- **Problem to solve**
Using the GRAPE pathways text below, decide whether each statement agrees with it. For each one, answer yes or no and quote the deciding words. 1. The matrix linking genes to pathways is binary. 2. The experiments compared three models. 3. The variant with pathways information scaled worse as the number of genes grew.

- **Text shown**
##############################

To address this scaling issue, I proposed a new methodology that incorporates biological pathway information into the message passing procedure of the graph neural network. The idea was to use domain knowledge to restrict the number of incoming messages during the aggregation step.

Biological Pathways

For those unfamiliar with the concept, biological pathways are an important abstraction in molecular biology. They represent how molecule-level interactions perform larger scale tasks, leading to changes in cell composition or behavior. I used genetic pathways, a subcategory that links genes to known biological processes.

Modifying the GRAPE Model

I modified the GRAPE model to use this pathway information. Here’s a high-level overview of the changes:

  1. Created a binary matrix linking genes to pathways
  2. Modified the message function to output a separate dimension for each pathway
  3. Applied a mask to incoming messages, excluding genes not involved in each pathway
  4. Concatenated these masked messages with node features for the update function

The mathematical details of this process are as follows:

Let’s define a matrix, $\mathbf{P} \in \mathbb{R}^{N\times M}$, where rows represent genes and columns represent pathways. For a series of genes $g={g_1, \ldots , g_n}$ and pathways $p={p_1, \ldots, p_m}$ where $p_j = {g_{j1}, \ldots, g_{jk}}$ is the series of genes present in that pathway, we define $\hat{\mathbf{P}}$ as:

$$ \hat{\mathbf{P}}_{ij} = \begin{cases} 1 & g_i\in p_j \\ 0 & g_i\notin p_j \end{cases} $$

Then, we normalize this matrix:

$$ \mathbf{P}_{ij} = \frac{\hat{\mathbf{P}}_{ij}}{\sum_{i=0}^N \hat{\mathbf{P}}_{ij}} $$ The layer update function for the modified GRAPE model becomes:

$$ h_u^{\ell+1} = \phi \Bigg( h_u^{\ell}, \sum_{v \in V} \Big( \mathbf{P}_v * \psi \left( h_v^{\ell}, e_{uv} \right) \Big) \Bigg) $$

where $*$ represents element-wise multiplication, $\psi: \mathbb{R}^{|e| + |h|} \mapsto \mathbb{R}^{M}$, and $\mathbf{P}_v$ is the row of the pathways matrix corresponding to gene $v$.

Results and Discussion

I compared four models in my experiments:

  1. A logistic regression baseline
  2. The original GRAPE model
  3. The GRAPE model with added biological pathways information
  4. A GRAPE model with a random matrix in place of the pathways information

Here are the results:

Model Comparison

The GRAPE variant incorporating biological pathways information significantly outperformed the others and scaled better with increasing numbers of genes. This suggests that the incorporation of domain knowledge may have effectively mitigated the hypothesized aggregation problem.

##############################

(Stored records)
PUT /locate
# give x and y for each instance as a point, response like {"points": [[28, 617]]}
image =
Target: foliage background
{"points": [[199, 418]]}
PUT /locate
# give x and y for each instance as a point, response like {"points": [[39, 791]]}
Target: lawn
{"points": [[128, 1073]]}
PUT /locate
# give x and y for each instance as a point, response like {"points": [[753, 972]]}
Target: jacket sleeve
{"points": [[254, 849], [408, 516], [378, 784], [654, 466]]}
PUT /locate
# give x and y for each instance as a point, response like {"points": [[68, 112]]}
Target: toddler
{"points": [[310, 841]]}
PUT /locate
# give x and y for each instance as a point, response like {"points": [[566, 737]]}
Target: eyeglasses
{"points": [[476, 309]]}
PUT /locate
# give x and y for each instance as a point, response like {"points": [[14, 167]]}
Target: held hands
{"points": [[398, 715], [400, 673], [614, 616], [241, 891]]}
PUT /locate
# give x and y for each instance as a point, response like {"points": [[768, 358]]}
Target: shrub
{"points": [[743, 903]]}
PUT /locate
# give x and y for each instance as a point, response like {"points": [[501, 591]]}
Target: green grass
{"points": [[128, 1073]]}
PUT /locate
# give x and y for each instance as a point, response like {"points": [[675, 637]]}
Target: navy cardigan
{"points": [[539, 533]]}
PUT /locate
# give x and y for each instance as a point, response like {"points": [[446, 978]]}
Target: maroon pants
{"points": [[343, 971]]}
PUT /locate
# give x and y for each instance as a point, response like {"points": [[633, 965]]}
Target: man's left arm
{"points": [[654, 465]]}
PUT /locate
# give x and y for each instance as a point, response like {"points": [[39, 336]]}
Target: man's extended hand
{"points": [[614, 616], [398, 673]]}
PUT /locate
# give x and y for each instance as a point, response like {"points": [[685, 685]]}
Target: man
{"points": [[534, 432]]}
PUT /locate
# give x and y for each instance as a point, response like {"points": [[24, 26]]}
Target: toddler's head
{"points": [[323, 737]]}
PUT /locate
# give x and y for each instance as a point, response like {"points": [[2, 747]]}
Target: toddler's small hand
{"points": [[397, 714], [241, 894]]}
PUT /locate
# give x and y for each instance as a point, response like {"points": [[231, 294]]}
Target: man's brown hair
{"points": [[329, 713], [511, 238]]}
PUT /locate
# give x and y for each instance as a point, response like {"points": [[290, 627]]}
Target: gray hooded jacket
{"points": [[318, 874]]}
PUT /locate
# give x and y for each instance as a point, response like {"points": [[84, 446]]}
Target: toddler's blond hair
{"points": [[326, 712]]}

##############################

- **Output for this exercise**
1. Yes: "Created a binary matrix linking genes to pathways"
2. No: "I compared four models in my experiments"
3. No: "scaled better with increasing numbers of genes"